→ CONSIGNE:
Affichez telles quelles les lignes de tous les enregistrements ci-dessous, sans rien y modifier.

→ ENREGISTREMENTS DE DONNÉES:
-------

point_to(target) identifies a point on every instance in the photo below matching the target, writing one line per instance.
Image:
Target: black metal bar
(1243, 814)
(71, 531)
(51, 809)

-------

→ RÉSULTAT FINAL:
point_to(target) identifies a point on every instance in the photo below matching the target, writing one line per instance.
Image:
Target: black metal bar
(1243, 814)
(71, 531)
(51, 809)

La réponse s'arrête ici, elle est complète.